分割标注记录
::::::

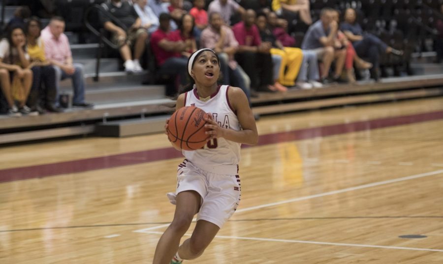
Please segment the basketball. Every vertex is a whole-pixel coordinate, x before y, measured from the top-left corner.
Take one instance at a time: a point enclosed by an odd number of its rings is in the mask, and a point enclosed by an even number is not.
[[[175,111],[168,121],[168,138],[185,150],[201,148],[208,135],[205,134],[205,117],[209,115],[198,107],[185,106]]]

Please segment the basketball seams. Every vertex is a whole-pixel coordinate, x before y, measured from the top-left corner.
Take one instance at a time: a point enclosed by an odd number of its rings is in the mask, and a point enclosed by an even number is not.
[[[189,108],[190,108],[190,107],[189,107],[189,106],[187,107],[186,109],[185,109],[185,113],[187,111],[188,111],[188,110]],[[182,134],[182,137],[181,137],[181,138],[180,139],[180,148],[182,148],[182,149],[183,148],[183,136],[185,136],[185,132],[186,132],[186,127],[188,126],[188,124],[189,123],[190,119],[191,119],[191,117],[192,117],[192,115],[194,114],[194,112],[195,112],[195,111],[197,109],[197,107],[194,107],[193,109],[192,109],[192,112],[191,112],[190,113],[190,114],[188,116],[188,120],[186,120],[186,123],[185,124],[184,127],[183,127],[183,133]],[[188,144],[187,143],[186,145],[188,145]],[[188,147],[189,147],[189,146]]]
[[[206,114],[206,116],[208,116],[208,115],[207,114]],[[188,146],[188,147],[189,147],[190,148],[192,148],[192,147],[191,147],[189,146],[189,143],[200,143],[203,142],[204,142],[204,141],[206,141],[206,140],[207,139],[207,138],[206,138],[206,139],[205,139],[204,140],[201,140],[201,141],[196,141],[196,142],[190,141],[189,141],[189,139],[190,139],[192,136],[193,136],[194,135],[195,135],[195,134],[196,134],[197,132],[198,132],[198,131],[199,131],[200,129],[201,129],[202,128],[204,128],[205,125],[206,124],[207,124],[207,123],[208,123],[208,122],[207,122],[207,121],[205,121],[205,122],[204,122],[204,123],[203,124],[202,126],[200,126],[200,127],[199,127],[198,129],[197,129],[194,133],[193,133],[191,134],[188,137],[188,138],[186,139],[186,145]],[[208,137],[209,137],[209,136],[208,136]]]

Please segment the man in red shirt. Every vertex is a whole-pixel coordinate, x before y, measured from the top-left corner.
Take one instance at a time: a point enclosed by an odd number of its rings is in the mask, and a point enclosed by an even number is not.
[[[239,46],[235,59],[251,79],[251,88],[255,91],[272,91],[272,58],[271,43],[262,42],[255,25],[255,12],[246,10],[244,21],[232,27]]]
[[[181,53],[186,50],[187,46],[181,39],[171,40],[169,38],[171,20],[169,14],[161,14],[158,20],[160,26],[151,35],[151,46],[156,57],[156,65],[158,68],[158,73],[169,76],[166,95],[173,96],[178,90],[175,86],[177,77],[179,83],[183,86],[188,82],[186,70],[188,59],[181,56]]]

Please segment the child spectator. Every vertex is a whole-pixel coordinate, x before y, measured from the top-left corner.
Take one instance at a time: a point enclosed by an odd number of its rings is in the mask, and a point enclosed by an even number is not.
[[[23,29],[12,26],[7,38],[0,41],[0,82],[8,103],[7,114],[11,117],[38,115],[26,105],[32,82],[32,72],[27,68],[29,65]]]

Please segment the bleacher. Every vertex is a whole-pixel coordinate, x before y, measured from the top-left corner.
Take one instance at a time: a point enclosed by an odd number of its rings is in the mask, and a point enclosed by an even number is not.
[[[87,28],[85,12],[102,1],[66,1],[72,8],[59,11],[59,14],[69,18],[66,19],[66,33],[74,62],[85,66],[86,100],[94,102],[95,107],[89,110],[71,108],[63,113],[37,117],[11,118],[1,115],[0,144],[96,132],[106,136],[127,136],[163,131],[164,119],[173,103],[164,96],[164,86],[142,84],[149,76],[147,71],[140,74],[127,74],[122,69],[118,53],[100,41],[100,38]],[[435,54],[432,45],[435,36],[433,23],[441,15],[435,10],[443,0],[311,2],[315,21],[318,19],[319,10],[327,6],[342,10],[348,7],[360,10],[359,19],[365,30],[377,34],[393,47],[405,51],[404,57],[401,59],[389,56],[383,59],[384,78],[380,82],[363,79],[357,85],[340,84],[311,90],[291,89],[285,93],[260,93],[258,97],[252,99],[255,114],[269,115],[443,94],[443,65],[433,63]],[[16,7],[15,2],[2,1],[4,21],[11,17]],[[48,20],[44,19],[45,21],[47,23]],[[301,30],[304,28],[303,26],[299,28]],[[303,33],[303,31],[294,33],[299,43]],[[101,56],[97,67],[99,50]],[[63,93],[72,93],[70,80],[63,82],[61,88]]]

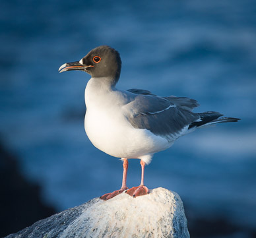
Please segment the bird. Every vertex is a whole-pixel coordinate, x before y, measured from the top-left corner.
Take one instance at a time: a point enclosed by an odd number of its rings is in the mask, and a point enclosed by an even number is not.
[[[187,97],[162,97],[146,90],[117,89],[121,68],[119,52],[100,45],[80,61],[65,63],[59,69],[59,73],[82,71],[90,74],[84,92],[86,133],[98,149],[123,160],[121,189],[100,196],[104,200],[122,193],[135,198],[148,194],[144,183],[144,167],[155,153],[166,150],[178,138],[197,128],[240,119],[223,117],[216,111],[193,112],[199,104]],[[141,184],[131,189],[127,187],[129,159],[139,159],[141,165]]]

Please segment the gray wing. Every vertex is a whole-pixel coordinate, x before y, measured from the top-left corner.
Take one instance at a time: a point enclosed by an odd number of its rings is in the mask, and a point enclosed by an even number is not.
[[[136,95],[126,106],[128,120],[133,127],[149,130],[170,140],[199,119],[196,113],[177,106],[168,98],[150,94]]]
[[[151,92],[144,89],[132,88],[129,89],[127,91],[136,94],[156,96]],[[177,107],[189,111],[192,111],[195,107],[200,105],[197,101],[186,97],[176,97],[175,96],[170,96],[169,97],[163,97],[163,98],[167,99],[168,101],[175,104]]]

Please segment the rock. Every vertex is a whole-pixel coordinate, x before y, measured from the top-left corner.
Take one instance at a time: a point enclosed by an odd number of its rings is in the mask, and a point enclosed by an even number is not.
[[[163,188],[134,198],[98,198],[37,222],[8,238],[189,238],[178,194]]]

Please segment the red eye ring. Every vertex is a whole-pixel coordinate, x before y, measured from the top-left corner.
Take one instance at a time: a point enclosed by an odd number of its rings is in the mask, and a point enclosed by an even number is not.
[[[100,63],[100,61],[102,60],[102,58],[100,57],[100,56],[94,56],[92,59],[92,60],[95,62],[95,63]]]

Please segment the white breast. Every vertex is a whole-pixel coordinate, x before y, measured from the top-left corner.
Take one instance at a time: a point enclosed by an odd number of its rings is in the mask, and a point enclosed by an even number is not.
[[[148,130],[133,128],[123,109],[127,99],[117,90],[95,88],[92,79],[85,90],[84,129],[96,148],[112,156],[139,158],[172,145]]]

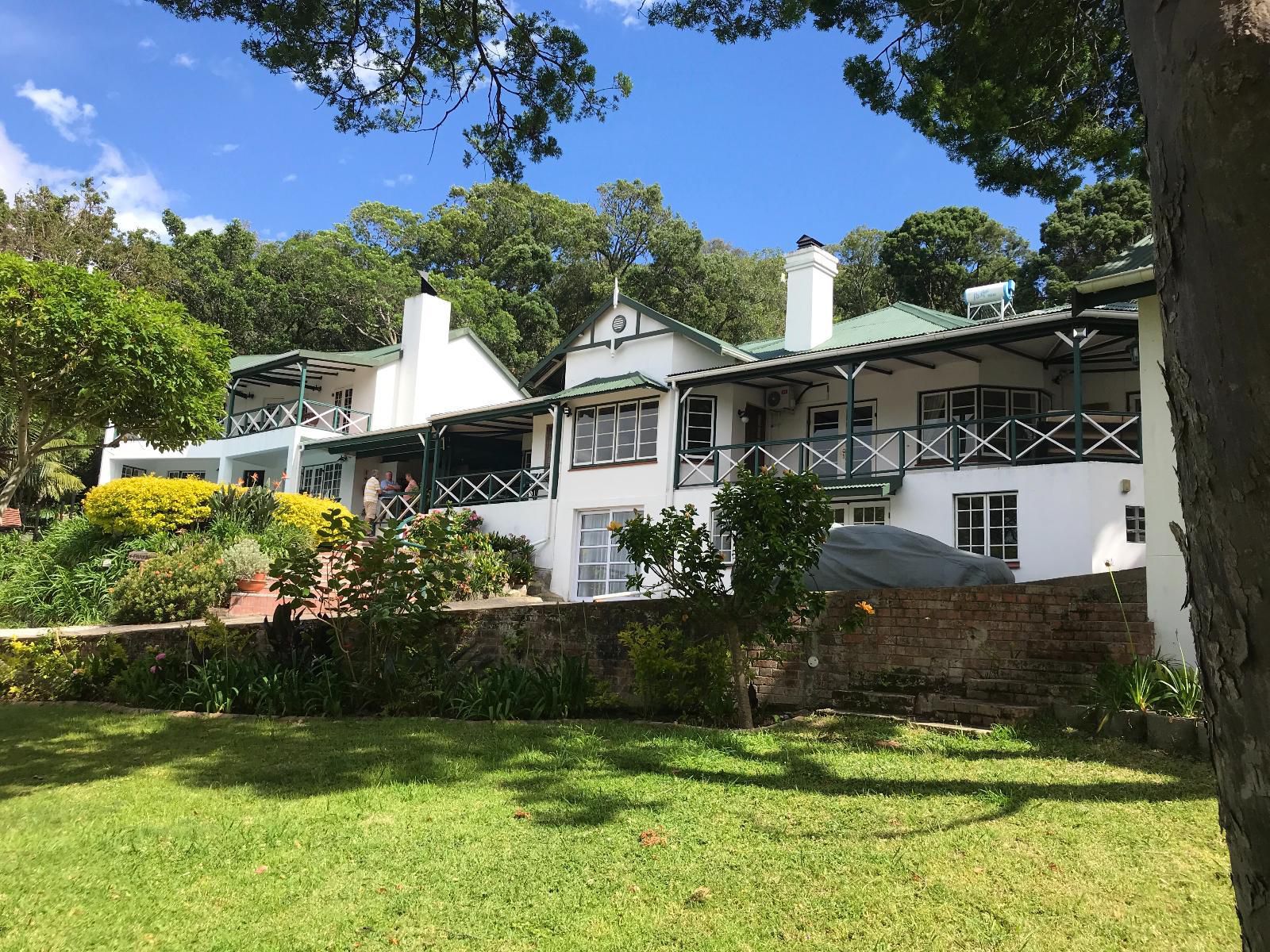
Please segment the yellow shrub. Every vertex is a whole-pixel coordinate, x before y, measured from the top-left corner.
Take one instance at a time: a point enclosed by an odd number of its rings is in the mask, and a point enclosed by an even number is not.
[[[84,515],[112,536],[173,532],[208,518],[215,491],[206,480],[128,476],[90,489]]]
[[[273,517],[278,522],[288,526],[297,526],[306,529],[318,542],[318,533],[326,528],[326,513],[338,509],[342,515],[352,515],[344,505],[334,499],[321,499],[320,496],[304,496],[298,493],[276,493],[278,512]]]

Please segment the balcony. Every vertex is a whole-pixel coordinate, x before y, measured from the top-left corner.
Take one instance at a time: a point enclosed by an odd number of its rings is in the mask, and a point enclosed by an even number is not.
[[[851,485],[875,479],[902,480],[914,470],[970,466],[1030,466],[1077,461],[1142,462],[1142,418],[1128,413],[1074,410],[989,420],[952,420],[875,429],[733,443],[681,451],[677,489],[718,486],[740,470],[772,467],[777,472],[813,471],[820,482]]]
[[[532,466],[499,472],[469,472],[462,476],[438,476],[433,484],[432,505],[479,505],[485,503],[521,503],[545,499],[551,493],[551,468]]]
[[[254,410],[243,410],[224,419],[225,435],[244,437],[249,433],[268,433],[295,426],[300,423],[300,400],[267,404]],[[371,415],[318,400],[304,401],[304,425],[329,433],[358,435],[371,429]]]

::::::

任务说明 – 从含有“Please segment the yellow”的那一行起，直到记录末尾为止（首尾两行均包括在内），重新写出这些行，要求文字一并保留且不作改动，并将答案中多边形顶点的每个坐标值乘以 1.9 进行缩放，四舍五入为整数（.5 一律向上取）。只输出这些行。

正确输出 –
Please segment the yellow shrub. Every vertex is a whole-pixel coordinate, x before y, measured from the top-left corner.
Take one instance at a time: a point enclosed by an odd number of its rings is in the mask, and a point enclosed by an even number is not.
[[[160,979],[213,1018],[329,1011],[395,984],[409,933],[391,912],[243,904],[171,929]]]
[[[519,982],[528,992],[547,999],[564,999],[581,1005],[604,1030],[604,1013],[619,1003],[619,975],[642,967],[650,979],[669,979],[654,960],[635,948],[610,948],[608,942],[578,942],[566,937],[524,937],[528,973]]]

Please segment the balcony. Every vertex is a whole-pixel coordinate, x before y, measured from the top-left corner.
Take one instance at a time: a point enclosed by an odd number of its rings is in the mask, and a point enclosed by an even number is not.
[[[1617,922],[1663,910],[1714,912],[1737,893],[1843,885],[1957,885],[2046,876],[2170,878],[2170,794],[2143,785],[2041,779],[1879,798],[1809,798],[1663,815],[1393,842],[1294,857],[1286,929],[1364,923],[1406,893],[1467,887],[1476,897],[1545,895],[1558,916]]]
[[[1011,885],[948,897],[891,897],[878,904],[832,904],[823,920],[821,960],[910,960],[922,956],[990,956],[1036,948],[1047,937],[1047,889]]]
[[[483,779],[462,779],[426,796],[428,827],[464,830],[473,823],[509,823],[561,809],[570,804],[570,760],[507,768]],[[705,789],[604,760],[578,762],[578,808],[625,823],[680,827],[705,815]]]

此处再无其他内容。